• THE PROBLEM:
Every line of the listing should be transcribed exactly, with nothing left out.

.....

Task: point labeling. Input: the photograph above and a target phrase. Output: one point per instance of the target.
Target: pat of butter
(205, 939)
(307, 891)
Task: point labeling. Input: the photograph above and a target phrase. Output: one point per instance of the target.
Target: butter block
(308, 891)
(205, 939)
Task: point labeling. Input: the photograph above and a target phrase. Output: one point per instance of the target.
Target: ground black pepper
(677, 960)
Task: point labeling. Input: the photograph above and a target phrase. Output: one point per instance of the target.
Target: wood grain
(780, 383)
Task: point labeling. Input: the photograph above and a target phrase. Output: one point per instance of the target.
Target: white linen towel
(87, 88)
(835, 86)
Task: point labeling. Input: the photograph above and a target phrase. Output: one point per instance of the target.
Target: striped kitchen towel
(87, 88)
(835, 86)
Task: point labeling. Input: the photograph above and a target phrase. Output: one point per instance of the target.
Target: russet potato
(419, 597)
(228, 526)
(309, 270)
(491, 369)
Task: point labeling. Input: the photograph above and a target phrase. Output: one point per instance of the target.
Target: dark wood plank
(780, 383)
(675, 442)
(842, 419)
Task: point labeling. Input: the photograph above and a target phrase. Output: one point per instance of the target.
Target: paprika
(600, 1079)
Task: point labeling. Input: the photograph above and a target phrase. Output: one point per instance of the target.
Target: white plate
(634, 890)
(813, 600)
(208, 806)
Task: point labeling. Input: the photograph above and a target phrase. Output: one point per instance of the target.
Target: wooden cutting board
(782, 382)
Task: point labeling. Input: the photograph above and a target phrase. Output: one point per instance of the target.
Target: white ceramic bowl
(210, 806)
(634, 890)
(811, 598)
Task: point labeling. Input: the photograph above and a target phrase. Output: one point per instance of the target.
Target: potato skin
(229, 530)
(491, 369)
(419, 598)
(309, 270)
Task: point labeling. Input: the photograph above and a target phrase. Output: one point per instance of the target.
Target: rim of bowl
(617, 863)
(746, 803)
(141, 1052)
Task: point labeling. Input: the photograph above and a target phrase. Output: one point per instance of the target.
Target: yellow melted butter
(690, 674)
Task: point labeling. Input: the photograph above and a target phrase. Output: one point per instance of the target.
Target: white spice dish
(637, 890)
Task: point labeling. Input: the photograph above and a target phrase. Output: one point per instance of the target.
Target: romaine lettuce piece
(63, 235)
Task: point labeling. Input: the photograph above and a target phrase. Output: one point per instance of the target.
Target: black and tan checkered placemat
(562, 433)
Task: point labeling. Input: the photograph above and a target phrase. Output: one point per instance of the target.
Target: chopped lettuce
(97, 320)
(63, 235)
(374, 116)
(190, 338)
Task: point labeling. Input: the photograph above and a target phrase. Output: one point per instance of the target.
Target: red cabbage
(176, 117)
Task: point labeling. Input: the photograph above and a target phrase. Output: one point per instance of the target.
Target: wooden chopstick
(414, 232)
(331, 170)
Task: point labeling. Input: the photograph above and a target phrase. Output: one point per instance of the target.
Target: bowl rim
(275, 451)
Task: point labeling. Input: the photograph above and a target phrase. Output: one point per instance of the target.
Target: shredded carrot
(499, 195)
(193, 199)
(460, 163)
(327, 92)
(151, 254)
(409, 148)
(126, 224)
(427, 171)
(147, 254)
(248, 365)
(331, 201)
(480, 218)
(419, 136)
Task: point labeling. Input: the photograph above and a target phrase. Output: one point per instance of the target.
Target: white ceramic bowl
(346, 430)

.....

• RESPONSE TO THE TASK:
Task: point labeling. Input: the photograph above and a target phrase. Output: one point per instance of the target.
Target: pat of butter
(205, 939)
(307, 891)
Task: point labeling. Input: the photograph above and a target phrase. Output: one point per instance of the target.
Target: butter block
(308, 891)
(205, 939)
Task: point labeling. Input: the photograph above and a target phrase. Output: one point per instance of the target.
Target: ground black pepper
(677, 960)
Task: point labeling. Input: the photograph above and a target phrase. Output: one point per instance of the target.
Target: wood grain
(780, 383)
Task: point labeling. Input: the photograph above and a target phrase. Output: one point per instance of the target.
Target: white linen towel
(87, 88)
(835, 86)
Task: point labeling. Input: the photograph above and a target phrase. Output: one point per instance of the target.
Target: striped kitchen towel
(87, 88)
(835, 86)
Task: point labeling. Input: the photograph above and a target phrase. Output: one point per instance of the target.
Target: russet potato
(419, 597)
(228, 526)
(309, 270)
(491, 369)
Task: point labeling. Input: the photograph above and a target phrase. Output: one point per instance of the target.
Target: dark wood plank
(780, 383)
(675, 442)
(842, 419)
Task: point labeling. Input: the photograph above and a target phrase. Output: one point per instance of the target.
Target: paprika
(600, 1079)
Task: point labeling. Input: the photograph above and a target phrase. Output: one point per instance of the target.
Target: white plate
(634, 890)
(813, 600)
(208, 806)
Task: point labeling. Input: the photograph above and a target phrase. Output: one point per instance of the target.
Target: wooden cutting board
(782, 382)
Task: point labeling. Input: the photograph above and a target phrase. Output: one point per instance of the target.
Target: white ceramic bowl
(210, 806)
(634, 890)
(811, 598)
Task: point labeling. Input: the photograph above and a target phrase. Output: one point per instance of the target.
Target: potato skin
(229, 530)
(491, 369)
(419, 598)
(309, 270)
Task: point labeling. Input: the photograph above and a target phrase. Output: one point per instance of the target.
Target: rim of bowl
(617, 863)
(746, 803)
(141, 1052)
Task: point labeling. Input: the photograph above and a target phrase. Output: one point per instance of the target.
Target: yellow melted butter
(690, 674)
Task: point labeling. Input: the photograph above and a target phrase. Output: one point per instance of the target.
Target: white spice dish
(637, 890)
Task: point labeling. Input: the photograph above and a target phrase. Output: one point per instance of the target.
Target: romaine lettuce piece
(63, 235)
Task: point labeling. Input: the photograph above and a target phrase. Output: one point per instance of the target.
Target: black and tan checkered placemat
(562, 433)
Task: point labeling. Input: the photograph above and a target phrase. Output: one point per instance of the target.
Target: chopped lettuce
(97, 320)
(63, 235)
(374, 116)
(190, 338)
Task: point labeling. Input: the photograph above and a target phrase. Output: one point per instance of the target.
Target: red cabbage
(176, 117)
Task: point labeling. Input: the photograph above and a target phrase. Output: one point per instance of the target.
Target: wooden chopstick
(414, 232)
(331, 170)
Task: point labeling. Input: the photograph above and a target phrase. Output: one point per instance of the target.
Target: bowl rim
(275, 451)
Task: point labeling. Input: the photograph above and a target phrase. Output: one point per instance of the target.
Target: shredded carrot
(499, 195)
(193, 199)
(460, 163)
(327, 92)
(151, 254)
(409, 148)
(126, 224)
(427, 171)
(147, 254)
(248, 365)
(331, 201)
(480, 218)
(419, 136)
Task: point labeling. Input: the photograph above and a target phrase. Output: one point per instance of the target.
Target: white ceramic bowl
(346, 430)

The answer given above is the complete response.